In the entries that follow, the line with "[segment] plant stem" opens the range and the line with "[segment] blurred green background" closes it; repeat that range exactly, both lines included.

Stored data
/---

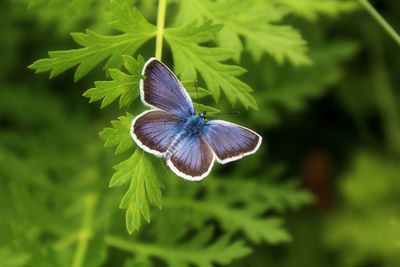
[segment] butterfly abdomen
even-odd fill
[[[199,115],[190,117],[182,127],[182,130],[175,136],[167,151],[163,155],[165,161],[169,160],[182,146],[188,142],[189,137],[200,134],[204,120]]]

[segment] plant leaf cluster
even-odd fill
[[[155,38],[157,27],[128,2],[120,0],[109,4],[112,17],[109,25],[116,34],[100,34],[93,30],[73,33],[72,38],[80,48],[49,52],[49,58],[40,59],[29,67],[38,73],[49,71],[50,78],[76,68],[74,80],[78,81],[97,66],[103,66],[108,80],[96,81],[94,87],[88,89],[84,96],[90,102],[101,101],[101,108],[110,106],[114,101],[119,102],[119,109],[124,112],[136,106],[139,103],[139,81],[143,78],[141,70],[145,62],[139,53],[146,53],[145,44]],[[307,5],[312,1],[305,2],[304,0],[304,5]],[[268,113],[265,112],[267,109],[273,110],[271,102],[296,110],[297,108],[292,107],[301,105],[298,103],[302,103],[310,95],[320,95],[330,80],[323,80],[315,89],[317,93],[309,93],[304,85],[304,90],[295,92],[293,102],[287,100],[284,89],[275,95],[269,90],[257,92],[256,96],[260,93],[263,99],[268,99],[266,103],[257,101],[257,105],[252,88],[239,79],[246,72],[245,69],[236,64],[248,52],[256,62],[260,62],[261,58],[272,59],[277,63],[276,68],[285,68],[287,65],[307,68],[318,57],[308,54],[306,42],[299,30],[285,23],[285,18],[289,14],[307,19],[314,19],[319,14],[335,15],[337,13],[329,13],[329,10],[341,6],[340,1],[331,2],[332,6],[315,8],[304,14],[299,11],[303,6],[293,6],[283,0],[276,3],[236,0],[176,1],[179,7],[176,19],[167,21],[168,27],[163,29],[164,39],[169,45],[174,62],[174,72],[183,81],[193,99],[197,98],[193,81],[198,79],[206,88],[199,88],[199,98],[202,100],[207,101],[208,97],[215,101],[223,99],[231,106],[240,103],[246,109],[260,108],[263,114]],[[343,10],[349,9],[343,7]],[[292,73],[294,72],[292,69]],[[277,80],[285,79],[279,75],[277,74]],[[305,84],[310,79],[307,77]],[[280,82],[276,84],[281,85]],[[286,87],[287,90],[292,90],[290,85]],[[194,105],[197,109],[197,103]],[[200,109],[217,111],[207,105],[200,105]],[[108,248],[112,247],[132,253],[131,259],[126,262],[127,266],[151,266],[153,257],[170,266],[212,266],[229,264],[234,259],[248,255],[251,252],[249,243],[277,244],[290,241],[280,214],[287,209],[311,203],[309,194],[290,183],[276,185],[257,182],[257,179],[269,175],[269,172],[255,177],[253,175],[250,181],[243,179],[248,176],[246,171],[226,182],[215,175],[208,179],[206,186],[176,181],[177,178],[170,177],[159,161],[135,145],[130,136],[133,118],[134,115],[126,112],[118,120],[112,121],[111,127],[100,133],[105,147],[115,148],[118,158],[125,158],[115,165],[115,173],[110,175],[112,178],[109,186],[115,189],[107,194],[102,188],[89,190],[96,181],[99,184],[103,174],[86,168],[73,180],[76,183],[82,176],[92,175],[94,180],[85,182],[84,179],[81,184],[78,183],[77,188],[84,193],[77,194],[79,197],[71,203],[68,202],[70,196],[65,196],[65,201],[59,203],[70,203],[68,207],[61,209],[67,214],[66,218],[60,216],[62,218],[59,220],[60,225],[66,225],[67,230],[61,232],[56,226],[46,228],[45,225],[37,232],[32,230],[33,241],[41,235],[54,235],[55,242],[49,242],[47,248],[49,252],[35,252],[35,243],[31,240],[33,243],[24,242],[31,244],[29,248],[3,250],[0,247],[0,256],[4,254],[13,258],[21,255],[21,262],[30,262],[34,257],[47,261],[48,255],[56,255],[55,259],[48,262],[62,262],[64,259],[74,266],[99,266],[104,264]],[[88,161],[91,160],[93,159]],[[107,166],[110,162],[112,160],[107,162]],[[79,165],[75,161],[71,164],[89,165],[87,162]],[[96,162],[94,166],[103,165]],[[42,176],[46,181],[48,174],[45,172]],[[47,186],[54,187],[51,183]],[[162,198],[163,188],[167,190]],[[15,193],[18,194],[24,192]],[[5,198],[13,196],[5,194]],[[53,192],[49,194],[49,199],[52,198]],[[29,205],[29,202],[26,201],[25,204]],[[110,218],[115,219],[118,216],[113,209],[118,202],[119,207],[125,210],[125,219],[121,221],[125,221],[128,233],[134,234],[134,240],[123,237],[121,225],[118,225],[118,229],[109,226]],[[162,210],[150,212],[152,205]],[[29,209],[29,206],[23,208]],[[53,209],[48,209],[43,214],[51,214]],[[270,211],[276,215],[266,215]],[[26,221],[29,219],[31,218],[26,218]],[[40,222],[40,218],[33,219]],[[150,220],[151,224],[143,224],[143,221],[149,223]],[[16,233],[18,234],[18,229]],[[100,256],[95,256],[96,251]]]
[[[162,170],[136,149],[116,165],[110,182],[113,188],[128,184],[120,206],[127,209],[128,231],[135,231],[129,237],[115,209],[122,191],[109,190],[105,183],[110,175],[106,166],[114,157],[92,138],[84,113],[71,114],[60,98],[29,89],[0,93],[9,103],[0,107],[0,118],[13,121],[0,133],[1,265],[104,266],[116,260],[115,250],[128,253],[127,266],[152,266],[154,258],[169,266],[226,265],[251,253],[249,243],[290,239],[282,217],[265,212],[281,213],[312,200],[294,184],[262,184],[256,177],[215,177],[207,186],[167,177],[163,209],[153,212],[151,224],[141,226],[140,217],[150,219],[147,202],[161,203],[159,176],[150,170]],[[118,153],[132,149],[133,143],[125,144],[120,135],[129,133],[118,130],[129,128],[132,117],[126,114],[101,134],[119,137],[120,143],[107,144],[118,147]],[[83,131],[78,140],[77,131]]]

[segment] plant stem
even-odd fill
[[[376,31],[372,33],[376,33]],[[371,32],[369,31],[368,34],[370,35]],[[396,106],[396,97],[388,74],[384,49],[377,33],[371,37],[370,43],[374,45],[374,49],[370,53],[371,73],[385,129],[387,149],[400,155],[400,119],[398,116],[400,113]]]
[[[163,247],[160,245],[140,243],[123,238],[107,235],[105,238],[108,246],[121,250],[140,253],[145,256],[158,256],[159,258],[174,258],[177,260],[193,261],[195,258],[204,258],[204,251],[196,251],[193,249],[180,249],[174,247]],[[208,254],[210,251],[207,252]]]
[[[165,11],[167,9],[167,0],[158,1],[158,12],[157,12],[157,36],[156,36],[156,58],[161,60],[162,56],[162,45],[163,45],[163,34],[164,34],[164,22],[165,22]]]
[[[83,265],[86,250],[88,247],[89,239],[92,236],[92,222],[94,211],[97,203],[97,196],[95,194],[88,194],[84,200],[85,213],[83,215],[82,227],[78,236],[78,244],[76,247],[72,267],[80,267]]]
[[[360,4],[371,14],[371,16],[382,26],[385,31],[400,45],[399,34],[390,26],[389,23],[376,11],[368,0],[358,0]]]

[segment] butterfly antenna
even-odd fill
[[[197,89],[197,80],[194,80],[194,88],[196,88],[196,95],[197,95],[197,99],[196,99],[196,102],[197,102],[197,110],[198,110],[199,113],[200,113],[200,101],[199,101],[199,90]]]
[[[231,112],[215,112],[215,113],[207,113],[207,116],[215,116],[220,114],[240,114],[239,111],[231,111]]]

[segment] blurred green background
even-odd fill
[[[399,1],[371,2],[400,31]],[[135,253],[110,235],[164,244],[165,232],[179,231],[181,220],[187,222],[182,234],[187,238],[213,225],[214,239],[228,233],[244,240],[253,253],[232,266],[400,266],[400,47],[355,6],[332,14],[298,9],[285,17],[282,23],[307,41],[310,66],[278,64],[269,55],[255,61],[243,53],[240,65],[248,72],[241,80],[254,89],[259,109],[237,106],[239,116],[223,118],[259,132],[262,149],[215,168],[197,184],[161,167],[166,207],[152,210],[151,224],[142,222],[139,234],[128,235],[118,209],[124,189],[108,188],[112,167],[126,156],[105,149],[98,136],[124,112],[117,103],[101,110],[81,96],[94,81],[107,79],[104,72],[96,68],[74,83],[72,70],[49,80],[27,68],[47,51],[76,48],[70,32],[90,28],[109,34],[108,1],[1,1],[0,266],[164,266],[165,255],[157,259],[157,253],[140,248]],[[156,1],[139,1],[138,8],[155,23]],[[167,14],[173,16],[176,8],[173,4]],[[153,51],[154,40],[140,54],[148,58]],[[168,52],[165,62],[173,66]],[[226,101],[207,101],[232,109]],[[143,109],[136,101],[129,112]],[[210,189],[218,188],[215,181],[222,181],[223,192]],[[197,219],[201,212],[168,208],[174,205],[171,196],[224,202],[247,190],[249,181],[280,192],[274,206],[275,191],[268,191],[274,208],[261,209],[266,218],[279,214],[290,242],[270,236],[254,241],[258,238],[246,233],[255,226],[230,232],[217,216]],[[286,192],[280,186],[287,184],[302,189]],[[314,196],[312,203],[305,191]],[[175,256],[169,257],[174,266]]]

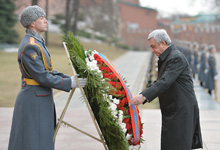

\---

SOLUTION TO THE EXERCISE
[segment] plant stem
even-odd fill
[[[376,31],[372,33],[376,33]],[[371,32],[369,31],[368,34],[370,35]],[[396,106],[396,97],[388,74],[384,49],[377,33],[371,37],[370,43],[374,45],[374,49],[370,53],[371,73],[385,129],[387,149],[400,155],[400,119],[398,116],[400,113]]]
[[[163,247],[160,245],[140,243],[123,238],[107,235],[105,238],[108,246],[121,250],[140,253],[145,256],[158,256],[159,258],[174,258],[177,260],[193,261],[195,258],[204,258],[204,251],[196,251],[193,249],[180,249],[174,247]],[[208,254],[210,251],[207,252]]]
[[[165,11],[167,9],[167,0],[158,1],[158,12],[157,12],[157,36],[156,36],[156,58],[161,60],[162,56],[162,45],[163,45],[163,34],[164,34],[164,22],[165,22]]]
[[[83,265],[86,250],[88,247],[89,239],[92,236],[92,222],[94,211],[97,203],[97,196],[95,194],[88,194],[84,200],[85,213],[83,215],[82,227],[78,236],[78,244],[76,247],[72,267],[80,267]]]
[[[360,4],[371,14],[371,16],[382,26],[385,31],[400,45],[399,34],[390,26],[389,23],[376,11],[368,0],[358,0]]]

[segment] butterfly antenna
even-odd fill
[[[197,89],[197,80],[194,80],[194,88],[196,88],[196,95],[197,95],[197,99],[196,99],[196,102],[197,102],[197,110],[198,110],[199,113],[200,113],[200,101],[199,101],[199,90]]]
[[[231,112],[215,112],[215,113],[207,113],[207,116],[215,116],[220,114],[240,114],[239,111],[231,111]]]

[segment] blurred green background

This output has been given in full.